::: Testo estratto :::

Quattro sorsi di Atene

Quattro sorsi di Atene

Di Giulia Grimaldi

Illustrazione di Ilaria Urbinati

5 minuti

Forse avrete sentito parlare dell’entusiasmante scena ateniese: che si tratti di gallerie, di bar, di vinerie e di posti dove bere, fumare e scambiare opinioni, Atene c’è.
Quando si parla di cocktail bar, due nomi vengono subito alla mente, ormai presenti da anni nella classifica dei 50 Best Bar: sono il Baba au Rum e il The Clumsies, rispettivamente al 25° e al 47° posto. Si trovano in centro, a pochi minuti uno dall’altro e ci sono un sacco di motivi per andare a berci (almeno) un drink.
Il Baba au Rum è piccolo e accogliente, di ispirazione dadaista sia nell’ambiente che nel menu: un mix bilanciato di creatività, calore e stile. Quando ho ordinato l’Anti-Novel Margarita, dalla lista degli “Avant Guarda Cocktails”, il barman mi ha detto che ero fortunata quella sera, e non posso che confermare: così perfetto che ho ancora i ricordi impregnati dal retrogusto del tè oolong con una punta di menta.
Il The Clumsies è una casa che si scopre piano piano, passando da una stanza all’altra, con il bancone del bar che occupa egregiamente la scena. Fondato nel 2014 da Vasilis Kyritsis e Nikos Bakoulis, al The Clumsies si possono ordinare quelli che ormai sono dei classici, come il Medianean Gimlet, che vi ricorderà subito dove vi trovate, o provare le nuove più estreme sperimentazioni, come la variante del Margarita Catching a Falling Star.

Ma proprio perché questi nomi compaiono su tutti i siti che vi consigliano dove bere bene ad Atene, questo tour in città passerà da bar meno noti. La missione, questa volta, consisterà nel trovare quella combo drink + locale che meglio vi farà vivere l’atmosfera, i sapori e i profumi della città. Non è detto che siano sempre i migliori in assoluto, ma sono a mio parere quattro locali dove vivere appieno questa capitale vorticosa ed eccitante.

::: Dati raccolti :::

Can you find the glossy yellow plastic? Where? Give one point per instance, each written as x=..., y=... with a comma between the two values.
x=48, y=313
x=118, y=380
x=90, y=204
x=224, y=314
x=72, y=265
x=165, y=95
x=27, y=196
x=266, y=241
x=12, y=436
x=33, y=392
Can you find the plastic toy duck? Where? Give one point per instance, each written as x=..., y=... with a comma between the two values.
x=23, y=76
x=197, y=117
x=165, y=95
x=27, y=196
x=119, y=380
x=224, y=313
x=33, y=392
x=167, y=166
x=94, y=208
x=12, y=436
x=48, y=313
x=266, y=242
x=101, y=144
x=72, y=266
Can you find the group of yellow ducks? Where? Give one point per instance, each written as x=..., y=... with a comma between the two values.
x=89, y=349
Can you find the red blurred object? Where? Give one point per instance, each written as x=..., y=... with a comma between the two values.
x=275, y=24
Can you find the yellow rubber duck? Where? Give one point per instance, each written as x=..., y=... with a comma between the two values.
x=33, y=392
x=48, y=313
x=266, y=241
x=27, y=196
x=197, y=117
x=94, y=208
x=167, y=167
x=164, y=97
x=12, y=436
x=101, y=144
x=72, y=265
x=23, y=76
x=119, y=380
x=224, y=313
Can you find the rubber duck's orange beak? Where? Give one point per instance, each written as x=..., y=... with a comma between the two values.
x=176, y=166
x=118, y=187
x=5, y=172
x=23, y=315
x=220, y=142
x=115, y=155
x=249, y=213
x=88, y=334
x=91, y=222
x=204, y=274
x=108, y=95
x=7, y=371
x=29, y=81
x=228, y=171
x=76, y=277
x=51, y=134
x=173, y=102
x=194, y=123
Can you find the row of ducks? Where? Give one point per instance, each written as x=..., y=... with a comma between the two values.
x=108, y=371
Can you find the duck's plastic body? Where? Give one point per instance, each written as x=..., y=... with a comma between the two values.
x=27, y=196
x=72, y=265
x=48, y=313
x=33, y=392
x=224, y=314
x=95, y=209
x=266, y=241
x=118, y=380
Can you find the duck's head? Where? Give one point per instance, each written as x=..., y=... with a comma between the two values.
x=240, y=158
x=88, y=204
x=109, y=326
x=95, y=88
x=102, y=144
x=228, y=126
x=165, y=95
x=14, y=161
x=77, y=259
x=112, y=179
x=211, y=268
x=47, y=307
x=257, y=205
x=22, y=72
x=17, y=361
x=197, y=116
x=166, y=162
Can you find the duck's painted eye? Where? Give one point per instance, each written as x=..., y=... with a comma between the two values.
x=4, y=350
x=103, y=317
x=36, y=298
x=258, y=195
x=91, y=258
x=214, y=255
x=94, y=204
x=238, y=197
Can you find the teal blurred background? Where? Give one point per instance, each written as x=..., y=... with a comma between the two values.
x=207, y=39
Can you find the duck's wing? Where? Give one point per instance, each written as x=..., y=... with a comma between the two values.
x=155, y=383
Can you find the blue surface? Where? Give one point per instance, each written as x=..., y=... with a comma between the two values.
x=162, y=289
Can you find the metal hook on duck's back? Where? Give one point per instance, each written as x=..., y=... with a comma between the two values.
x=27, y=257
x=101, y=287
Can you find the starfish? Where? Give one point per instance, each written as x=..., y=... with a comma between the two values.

:::

Istruzioni di lavoro ▸
- 1) Nel testo sui bar di Atene, in che anno è stato fondato il The Clumsies?
- 2) Prosegui il testo sui bar di Atene a partire dall'ultima frase riportata.
L'elenco riportato sopra non serve.

Risposte scritte ▸
- 1) Nel 2014.

- 2)
Iniziamo dal luogo più vissuto di Atene: piazza Monastiraki. Qui le auto scorrono a passo d’uomo, le persone van di fretta, qualcuno aspetta, i carretti della frutta colorano la piazza, tanto storica e contemporanea allo stesso tempo. Infilatevi in via Miaouli, entrate nell’hotel A for Athens e salite al sesto piano, dove vi aspetta una terrazza con forse la migliore vista sull’Acropoli. Venite al tramonto e godetevi i colori delle montagne: qualunque cosa beviate qui, saprà di Atene già solo per la vista, ma la lista dei cocktail rincara la dose seguendo il tema dell’Odissea. I 50 best Discovery suggeriscono uno  Stormy Martini e il Ciclope, ma il bartender mi indica un Athens Spritz, e chi sono io per contraddirlo.
Il bicchiere rosato richiama i colori della rocca su cui svetta l’Acropoli e i sapori sono una bella sorpresa: c’è l’Otto’s Athens Vermouth, il primo vermouth greco, creato nel 1850 da Ioannis Voucher su indicazione del Re Otto, fatto con vini dell’Attica e un mix di erbe che include petali di rosa e fiori di agrumi; poi il Vamma Vermouth, altra produzione locale con note di coriandolo, lavanda, salvia e carruba cretese; prosecco, arancia amara e timo a concludere. Il risultato è quella leggerezza che sa di giardino mediterraneo che non può che dare il via a una perfetta serata ateniese.

Per continuare avete un bar interessante circa ogni 50/100 metri, ma dal momento che vogliamo esplorare questa città tanto famosa ma poco conosciuta, spingetevi oltre Piazza Syntagma, attraversate i giardini e dietro allo Stadio Panateatico arrampicatevi tra le vie di Pangrati. Case basse, scalinate, piante e gatti che si godono l’ombra. Sembra un paesino, invece è un quartiere storico che è riuscito a sfuggire alle barbarie architettoniche degli anni ’70.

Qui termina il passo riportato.